**What needs to be done**
Quote precisely the final stretch of the listing: start at the line containing "Find the potted" and stop after the last line.

**Data to use**

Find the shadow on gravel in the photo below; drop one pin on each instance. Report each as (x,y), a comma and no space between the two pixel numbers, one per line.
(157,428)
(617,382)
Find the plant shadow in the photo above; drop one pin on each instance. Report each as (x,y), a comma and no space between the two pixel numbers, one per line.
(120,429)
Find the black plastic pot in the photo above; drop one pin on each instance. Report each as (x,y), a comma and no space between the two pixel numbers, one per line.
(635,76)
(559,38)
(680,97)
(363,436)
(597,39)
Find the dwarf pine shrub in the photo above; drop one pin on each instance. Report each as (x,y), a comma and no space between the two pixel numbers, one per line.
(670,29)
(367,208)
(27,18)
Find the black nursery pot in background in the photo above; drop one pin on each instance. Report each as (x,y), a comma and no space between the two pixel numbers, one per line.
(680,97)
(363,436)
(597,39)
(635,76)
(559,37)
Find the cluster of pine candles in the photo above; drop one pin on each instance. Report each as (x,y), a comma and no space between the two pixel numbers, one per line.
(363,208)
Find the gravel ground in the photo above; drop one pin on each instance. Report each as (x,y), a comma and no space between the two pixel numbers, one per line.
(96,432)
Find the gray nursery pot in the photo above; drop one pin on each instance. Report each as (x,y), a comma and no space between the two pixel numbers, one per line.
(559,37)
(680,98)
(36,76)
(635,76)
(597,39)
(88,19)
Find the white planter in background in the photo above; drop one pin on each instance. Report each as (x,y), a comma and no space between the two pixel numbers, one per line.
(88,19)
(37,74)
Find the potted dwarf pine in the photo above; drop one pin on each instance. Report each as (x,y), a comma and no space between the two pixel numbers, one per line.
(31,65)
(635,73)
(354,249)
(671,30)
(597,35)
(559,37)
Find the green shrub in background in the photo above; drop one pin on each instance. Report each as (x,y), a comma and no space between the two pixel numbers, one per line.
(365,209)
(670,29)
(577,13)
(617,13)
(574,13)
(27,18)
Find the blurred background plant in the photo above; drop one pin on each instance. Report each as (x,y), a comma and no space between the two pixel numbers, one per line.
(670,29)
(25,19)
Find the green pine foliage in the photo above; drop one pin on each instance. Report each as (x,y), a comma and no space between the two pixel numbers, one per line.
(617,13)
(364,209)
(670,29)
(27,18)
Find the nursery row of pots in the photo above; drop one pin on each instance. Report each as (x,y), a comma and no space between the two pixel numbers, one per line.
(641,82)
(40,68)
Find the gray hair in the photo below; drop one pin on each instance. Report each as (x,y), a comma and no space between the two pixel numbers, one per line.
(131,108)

**Task answer**
Find the potted dwarf pine in the photo above; drop one pin on each instance. Report each as (x,y), a comma and no space between the two pixel numbers, one per line.
(31,65)
(635,73)
(354,249)
(671,30)
(597,35)
(559,37)
Find the green shrub in background in the photo above; drop one pin on each instance. Report each as (x,y), a comma and no space between the two pixel numbers, one per line.
(365,209)
(670,29)
(577,13)
(617,13)
(574,13)
(27,18)
Find the blurred background plant in the photo above; drop one pin on each instance. Report each as (x,y), a comma and no space between the two pixel numbers, one per line.
(670,29)
(25,19)
Find the green pine foliage in the photo above; drop one pin on each instance. Report each as (x,y), a comma and no space between the two pixel numbers, one per line.
(617,13)
(364,209)
(670,29)
(27,18)
Find the nursery row of pots in the photo above; drop one pin on each instance. Report each as (x,y), a comma and no space between the two pixel numbers, one per line.
(641,82)
(40,68)
Find the gray hair in the photo below; drop one pin on each instance. Report each as (x,y), a comma and no space between the two pixel numbers, one per line.
(131,108)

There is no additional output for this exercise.